> **Istruzione scritta**:
Traduci in inglese, per favore, questa frase del testo sulla legge di stabilità: "In sostanza: ci guadagneranno tutti i pensionati che stanno sotto i mille euro lordi al mese – tranne i più poveri, quelli che prendono solo la pensione sociale."

Legge di stabilità, i giovani possono attendere
Il giovane Renzi si trasforma da rottamatore in benefattore di anziani? A leggere quel che già si sa della manovra 2017, sì. Il capitolo principale della manovra per il 2017 che si sta scrivendo riguarda le pensioni. O meglio, i pensionati attuali. Una buona parte di loro beneficerà dell’aumento delle pensioni più basse, che avverrà attraverso tre canali: un aumento della quattordicesima per le pensioni basse che già ne godono (ossia le pensioni pari almeno a 1,5 volte il livello minimo: sono 2,1 milioni di pensionati), l’estensione della quattordicesima stessa anche alle pensioni della fascia superiore, fino a due volte il minimo (e qui si coprono altri 1,2 milioni di persone), l’allargamento della “no tax area”.
In sostanza: ci guadagneranno tutti i pensionati che stanno sotto i mille euro lordi al mese – tranne i più poveri, quelli che prendono solo la pensione sociale.

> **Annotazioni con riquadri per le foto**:
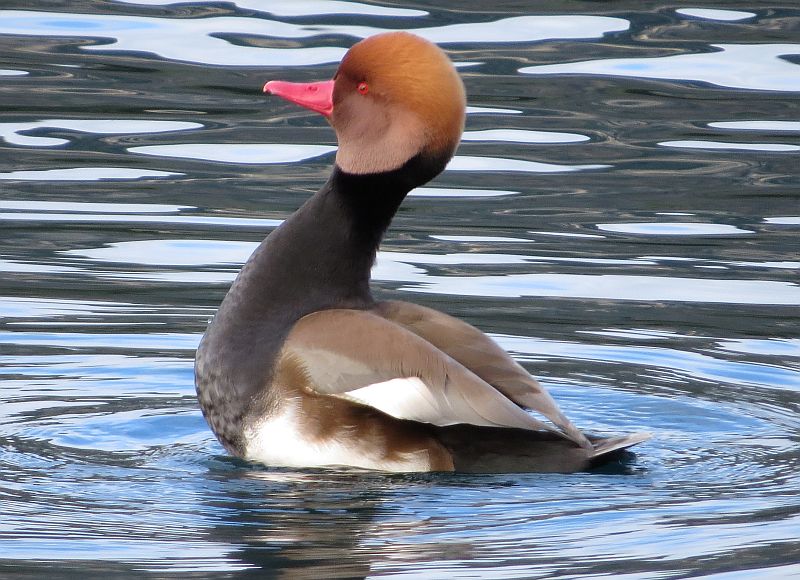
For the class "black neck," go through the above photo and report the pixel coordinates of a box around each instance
[198,155,446,402]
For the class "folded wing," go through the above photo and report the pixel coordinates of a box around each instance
[281,309,588,444]
[374,301,591,448]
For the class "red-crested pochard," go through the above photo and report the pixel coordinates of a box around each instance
[195,32,649,472]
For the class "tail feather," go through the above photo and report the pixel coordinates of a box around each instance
[589,432,653,459]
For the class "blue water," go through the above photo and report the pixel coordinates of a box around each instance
[0,0,800,580]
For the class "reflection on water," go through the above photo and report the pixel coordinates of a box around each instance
[0,0,800,578]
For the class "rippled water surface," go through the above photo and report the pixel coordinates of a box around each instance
[0,0,800,580]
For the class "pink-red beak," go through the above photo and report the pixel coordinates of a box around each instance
[264,81,333,117]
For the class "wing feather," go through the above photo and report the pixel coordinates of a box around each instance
[282,309,568,431]
[374,301,591,448]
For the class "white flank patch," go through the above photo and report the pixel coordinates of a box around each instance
[244,402,430,472]
[340,377,446,425]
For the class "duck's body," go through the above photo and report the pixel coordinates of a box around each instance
[195,33,647,472]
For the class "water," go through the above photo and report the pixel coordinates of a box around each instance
[0,0,800,580]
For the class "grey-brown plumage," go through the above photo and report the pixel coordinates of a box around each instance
[195,33,649,472]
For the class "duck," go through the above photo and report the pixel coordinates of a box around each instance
[195,31,650,473]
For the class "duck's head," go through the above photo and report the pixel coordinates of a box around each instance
[264,32,466,174]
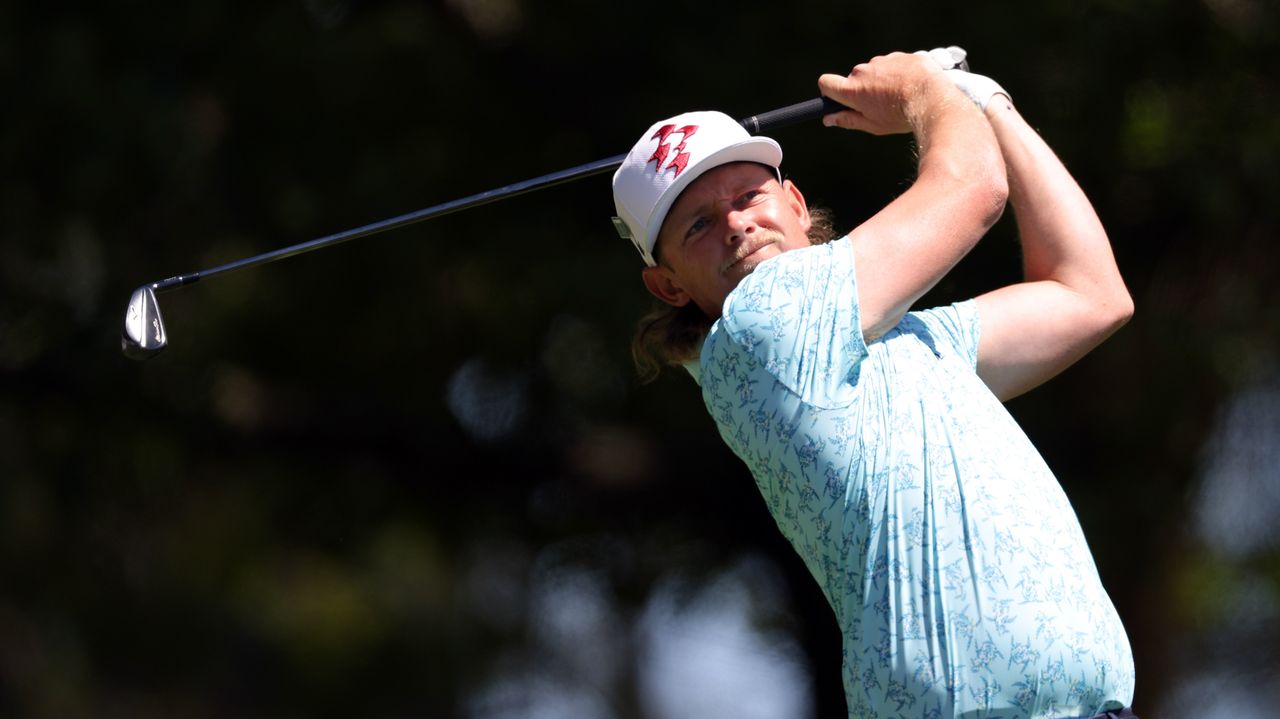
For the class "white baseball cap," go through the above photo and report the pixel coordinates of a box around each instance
[613,111,782,267]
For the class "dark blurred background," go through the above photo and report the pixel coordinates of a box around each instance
[0,0,1280,719]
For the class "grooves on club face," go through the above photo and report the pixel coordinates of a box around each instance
[120,285,169,360]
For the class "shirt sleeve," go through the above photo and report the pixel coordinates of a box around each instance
[719,237,867,403]
[911,299,982,368]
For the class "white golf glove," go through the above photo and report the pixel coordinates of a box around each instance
[916,45,1012,111]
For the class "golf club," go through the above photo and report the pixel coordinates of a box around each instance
[120,97,845,360]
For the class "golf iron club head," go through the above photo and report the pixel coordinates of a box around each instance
[120,285,169,360]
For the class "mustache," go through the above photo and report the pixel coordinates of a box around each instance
[721,232,782,274]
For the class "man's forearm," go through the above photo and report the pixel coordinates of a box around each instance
[987,95,1129,310]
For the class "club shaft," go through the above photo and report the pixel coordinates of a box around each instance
[151,97,844,292]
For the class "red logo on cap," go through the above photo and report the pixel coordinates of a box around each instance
[645,125,698,178]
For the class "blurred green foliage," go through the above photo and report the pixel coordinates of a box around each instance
[0,0,1280,718]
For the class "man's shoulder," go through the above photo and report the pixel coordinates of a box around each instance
[723,237,852,315]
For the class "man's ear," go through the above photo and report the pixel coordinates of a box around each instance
[640,265,690,307]
[782,180,813,233]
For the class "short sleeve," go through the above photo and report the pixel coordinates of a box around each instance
[913,299,982,367]
[718,238,867,404]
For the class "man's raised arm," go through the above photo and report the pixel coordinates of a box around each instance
[978,95,1133,399]
[818,52,1007,342]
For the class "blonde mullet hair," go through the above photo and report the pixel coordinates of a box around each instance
[631,207,836,384]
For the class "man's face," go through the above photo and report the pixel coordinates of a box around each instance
[644,162,810,319]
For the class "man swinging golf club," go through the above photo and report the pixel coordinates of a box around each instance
[613,49,1134,719]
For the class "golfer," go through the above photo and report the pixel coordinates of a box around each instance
[613,49,1134,719]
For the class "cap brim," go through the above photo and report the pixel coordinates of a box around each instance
[645,136,782,256]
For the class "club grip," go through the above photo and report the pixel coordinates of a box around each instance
[739,97,849,134]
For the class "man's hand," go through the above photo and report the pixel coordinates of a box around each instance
[818,52,951,134]
[915,45,1012,111]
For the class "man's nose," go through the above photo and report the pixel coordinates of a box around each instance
[723,206,755,242]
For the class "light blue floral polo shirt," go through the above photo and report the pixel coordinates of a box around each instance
[694,238,1134,719]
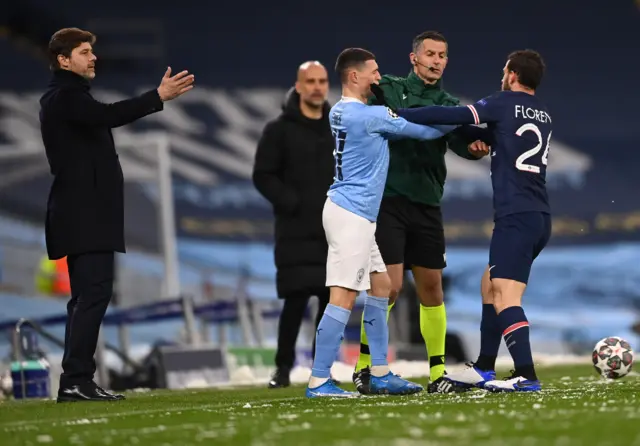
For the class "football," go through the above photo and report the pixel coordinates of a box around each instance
[591,336,633,379]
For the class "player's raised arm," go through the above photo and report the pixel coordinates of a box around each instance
[397,97,500,125]
[367,106,456,140]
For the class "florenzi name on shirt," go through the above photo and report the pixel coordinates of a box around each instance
[515,105,551,124]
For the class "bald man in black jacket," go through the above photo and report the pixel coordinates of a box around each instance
[253,61,334,388]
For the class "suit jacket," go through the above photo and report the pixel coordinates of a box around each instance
[40,70,163,259]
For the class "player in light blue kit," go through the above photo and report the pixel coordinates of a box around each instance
[306,48,455,398]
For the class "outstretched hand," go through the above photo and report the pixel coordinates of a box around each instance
[370,84,389,107]
[158,67,195,101]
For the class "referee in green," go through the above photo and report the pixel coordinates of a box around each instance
[353,31,489,393]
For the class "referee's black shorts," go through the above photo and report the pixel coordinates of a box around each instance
[376,197,447,269]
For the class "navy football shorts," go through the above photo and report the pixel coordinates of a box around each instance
[489,212,551,284]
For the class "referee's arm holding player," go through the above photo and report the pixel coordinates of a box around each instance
[40,28,193,402]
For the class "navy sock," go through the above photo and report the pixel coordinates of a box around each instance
[475,304,502,371]
[498,307,538,380]
[311,304,351,378]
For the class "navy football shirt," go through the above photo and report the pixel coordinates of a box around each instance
[397,91,552,218]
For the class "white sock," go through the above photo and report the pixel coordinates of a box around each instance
[309,376,329,389]
[371,365,391,377]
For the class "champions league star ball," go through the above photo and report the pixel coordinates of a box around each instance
[591,336,633,379]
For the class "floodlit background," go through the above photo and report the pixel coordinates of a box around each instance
[0,0,640,390]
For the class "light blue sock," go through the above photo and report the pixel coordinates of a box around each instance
[311,304,351,378]
[363,296,389,366]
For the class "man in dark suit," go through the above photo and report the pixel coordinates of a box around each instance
[40,28,194,402]
[253,61,334,388]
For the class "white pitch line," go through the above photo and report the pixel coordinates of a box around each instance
[0,397,303,428]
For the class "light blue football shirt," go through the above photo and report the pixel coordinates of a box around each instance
[327,96,456,222]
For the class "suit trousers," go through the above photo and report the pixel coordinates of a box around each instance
[60,251,114,387]
[276,287,329,370]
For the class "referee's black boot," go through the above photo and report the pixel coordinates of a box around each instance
[57,381,125,403]
[351,367,371,395]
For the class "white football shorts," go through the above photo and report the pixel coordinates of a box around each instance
[322,198,387,291]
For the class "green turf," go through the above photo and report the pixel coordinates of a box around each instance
[0,366,640,446]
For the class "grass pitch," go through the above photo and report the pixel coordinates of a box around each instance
[0,366,640,446]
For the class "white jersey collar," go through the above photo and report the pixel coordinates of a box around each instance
[340,96,364,104]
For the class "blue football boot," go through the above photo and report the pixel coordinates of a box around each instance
[369,372,424,395]
[305,379,360,398]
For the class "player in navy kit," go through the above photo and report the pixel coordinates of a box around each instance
[397,50,552,392]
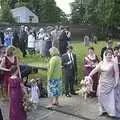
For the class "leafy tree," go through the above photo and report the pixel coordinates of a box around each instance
[71,0,85,24]
[0,2,15,23]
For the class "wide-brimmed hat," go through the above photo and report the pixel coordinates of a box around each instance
[49,47,59,56]
[30,79,36,83]
[107,40,113,44]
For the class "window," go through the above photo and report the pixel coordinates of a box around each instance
[29,16,34,22]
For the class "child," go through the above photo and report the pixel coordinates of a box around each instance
[31,79,40,109]
[37,78,47,97]
[8,65,27,120]
[0,46,5,97]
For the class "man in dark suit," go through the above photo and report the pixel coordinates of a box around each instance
[19,26,28,57]
[100,40,113,60]
[62,46,77,97]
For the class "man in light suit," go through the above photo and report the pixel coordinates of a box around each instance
[62,46,77,97]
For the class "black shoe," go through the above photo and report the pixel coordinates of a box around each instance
[66,94,71,97]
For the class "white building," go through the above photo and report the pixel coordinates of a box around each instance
[11,7,39,23]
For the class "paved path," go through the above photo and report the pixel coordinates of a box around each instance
[1,96,120,120]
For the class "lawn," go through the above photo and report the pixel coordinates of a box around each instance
[23,41,116,84]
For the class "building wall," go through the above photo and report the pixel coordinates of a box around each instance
[12,7,39,23]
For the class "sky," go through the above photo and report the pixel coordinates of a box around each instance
[55,0,74,14]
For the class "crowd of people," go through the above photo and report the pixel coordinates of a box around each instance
[0,25,71,57]
[0,26,71,120]
[0,26,120,120]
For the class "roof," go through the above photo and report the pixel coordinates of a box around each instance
[11,6,38,17]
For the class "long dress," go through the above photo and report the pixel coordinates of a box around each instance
[98,63,116,116]
[31,85,39,103]
[37,33,46,56]
[9,78,27,120]
[115,56,120,118]
[3,56,17,94]
[84,56,99,96]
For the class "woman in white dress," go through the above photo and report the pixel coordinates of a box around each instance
[36,28,45,56]
[31,79,39,109]
[28,32,35,54]
[88,50,119,117]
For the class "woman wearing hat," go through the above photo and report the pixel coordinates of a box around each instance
[1,46,21,97]
[48,47,62,108]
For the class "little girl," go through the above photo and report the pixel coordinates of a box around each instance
[8,65,27,120]
[0,46,5,97]
[31,79,40,109]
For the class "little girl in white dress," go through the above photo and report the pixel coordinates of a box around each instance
[31,79,40,109]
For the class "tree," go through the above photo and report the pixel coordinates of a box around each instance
[13,0,66,23]
[0,2,15,23]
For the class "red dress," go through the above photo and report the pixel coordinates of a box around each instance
[4,56,17,93]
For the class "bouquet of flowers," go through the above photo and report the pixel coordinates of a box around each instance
[23,95,30,112]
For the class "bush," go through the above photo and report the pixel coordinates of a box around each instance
[0,3,16,23]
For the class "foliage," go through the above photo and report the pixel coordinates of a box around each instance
[71,0,120,28]
[5,0,67,23]
[0,2,15,23]
[23,41,116,81]
[71,0,85,24]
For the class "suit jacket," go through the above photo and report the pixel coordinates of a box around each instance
[62,53,77,75]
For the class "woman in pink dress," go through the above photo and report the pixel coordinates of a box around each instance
[9,66,27,120]
[84,47,99,97]
[1,46,20,98]
[87,50,119,117]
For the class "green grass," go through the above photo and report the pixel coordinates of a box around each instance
[23,41,116,83]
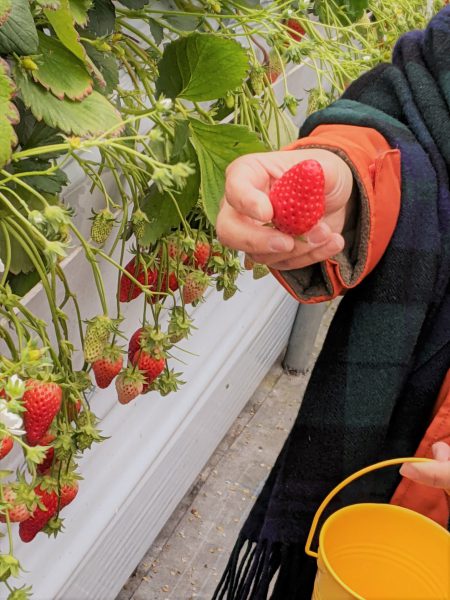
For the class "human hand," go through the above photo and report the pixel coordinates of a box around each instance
[216,149,353,270]
[400,442,450,494]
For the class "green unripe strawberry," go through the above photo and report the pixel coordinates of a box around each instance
[84,315,112,362]
[91,208,115,244]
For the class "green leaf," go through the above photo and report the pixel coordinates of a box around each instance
[191,119,266,225]
[14,68,123,136]
[86,0,116,37]
[141,142,200,246]
[156,33,248,102]
[0,0,38,55]
[85,44,119,95]
[69,0,92,27]
[0,58,19,167]
[0,0,12,27]
[32,32,92,100]
[120,0,150,8]
[44,0,86,62]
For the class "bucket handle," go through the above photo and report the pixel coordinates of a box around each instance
[305,457,432,558]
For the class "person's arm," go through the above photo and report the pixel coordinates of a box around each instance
[400,442,450,494]
[217,125,400,302]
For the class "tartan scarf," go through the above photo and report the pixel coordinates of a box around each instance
[214,7,450,600]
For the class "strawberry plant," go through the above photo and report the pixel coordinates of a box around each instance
[0,0,443,600]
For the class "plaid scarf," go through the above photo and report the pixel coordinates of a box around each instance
[214,7,450,600]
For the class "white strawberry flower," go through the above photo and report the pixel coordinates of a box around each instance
[0,399,25,435]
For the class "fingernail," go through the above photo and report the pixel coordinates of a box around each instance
[269,237,293,252]
[306,223,330,246]
[400,464,420,481]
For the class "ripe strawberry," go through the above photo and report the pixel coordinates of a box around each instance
[194,242,211,269]
[244,254,255,271]
[83,315,113,362]
[23,379,62,445]
[183,271,209,304]
[284,19,306,42]
[128,327,144,363]
[59,479,78,509]
[19,485,58,542]
[133,349,166,392]
[116,368,145,404]
[0,435,14,459]
[119,258,157,302]
[92,346,123,389]
[269,160,325,236]
[0,486,30,523]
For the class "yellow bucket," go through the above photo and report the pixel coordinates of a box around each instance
[305,458,450,600]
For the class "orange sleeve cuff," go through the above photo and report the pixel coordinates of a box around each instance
[273,125,401,303]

> **La soluzione**:
In short: all pensioners below one thousand euros gross a month will gain – except the poorest, those who receive only the social pension.